Task A
In two sentences, what does the director participation article say?

Page excerpt
######

Article 5. Director Participation

An Eligible Director participates in the Plan by using a portion of his or her Director’s Fees to purchase SPP Units. Participation is either mandatory or voluntary.

 

4


5.1 Mandatory Participation.

(i) In General. Certain Eligible Directors designated by the Board, in accordance with procedures established by the Board, no later than December 31 of the calendar year preceding the Director Year during which services are to be performed with respect to such Eligible Director’s Director’s Fees, are required to purchase SPP Units and shall automatically have a percentage, determined by the Board at the time of such designation, of the pre-tax amount of their Director’s Fees withheld and used to purchase SPP Units.

 

(ii) First Year of Eligibility. Notwithstanding the foregoing, with respect to an Eligible Director’s first year of eligibility only, the Board may designate an Eligible Director for mandatory participation (as described in subsection (i) above), on any date during the calendar year in which services are to be performed with respect to such Eligible Director’s Director’s Fees, but no later than 30 days after the date such Eligible Director first becomes eligible to participate in the Plan. Such mandatory participation shall only apply with respect to compensation paid for services performed after the Board designates such Eligible Director for mandatory participation pursuant to this Section.

 

(iii) For purposes of this Section 5.1, effective December 31, 2008 and thereafter, any designation made by the Board regarding an Eligible Director’s mandatory participation pursuant to this Section 5.1 shall renew and be effective without any action required by the Board for each succeeding year, unless modified by the Board no later than December 31 of the calendar year preceding the year in which such modified, or eliminated, mandatory participation is to become effective. The Board’s designation or renewed designation, if applicable, of an Eligible Director’s mandatory participation for a calendar year shall be irrevocable.

######

Entries supplied
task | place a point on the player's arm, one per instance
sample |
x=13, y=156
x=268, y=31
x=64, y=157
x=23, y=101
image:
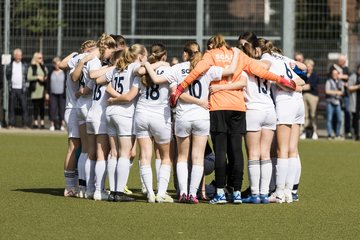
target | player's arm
x=100, y=72
x=141, y=70
x=230, y=86
x=64, y=63
x=111, y=91
x=127, y=97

######

Task B
Put the lines of the entries above into a JSON list of strings, one string per line, leaving out blank lines and the picture.

Full output A
An Eligible Director takes part in the Plan by using a portion of his or her Director's Fees to purchase SPP Units, and participation is either mandatory or voluntary. Directors whom the Board designates for mandatory participation have a Board-set percentage of their pre-tax fees withheld to buy SPP Units, with a first-year designation allowed no later than 30 days after eligibility begins, and from December 31, 2008, designations renew each year unless the Board modifies them by December 31 of the preceding year.

Full output B
[
  "task | place a point on the player's arm, one per instance",
  "sample |",
  "x=13, y=156",
  "x=268, y=31",
  "x=64, y=157",
  "x=23, y=101",
  "image:",
  "target | player's arm",
  "x=100, y=72",
  "x=141, y=70",
  "x=230, y=86",
  "x=64, y=63",
  "x=111, y=91",
  "x=127, y=97"
]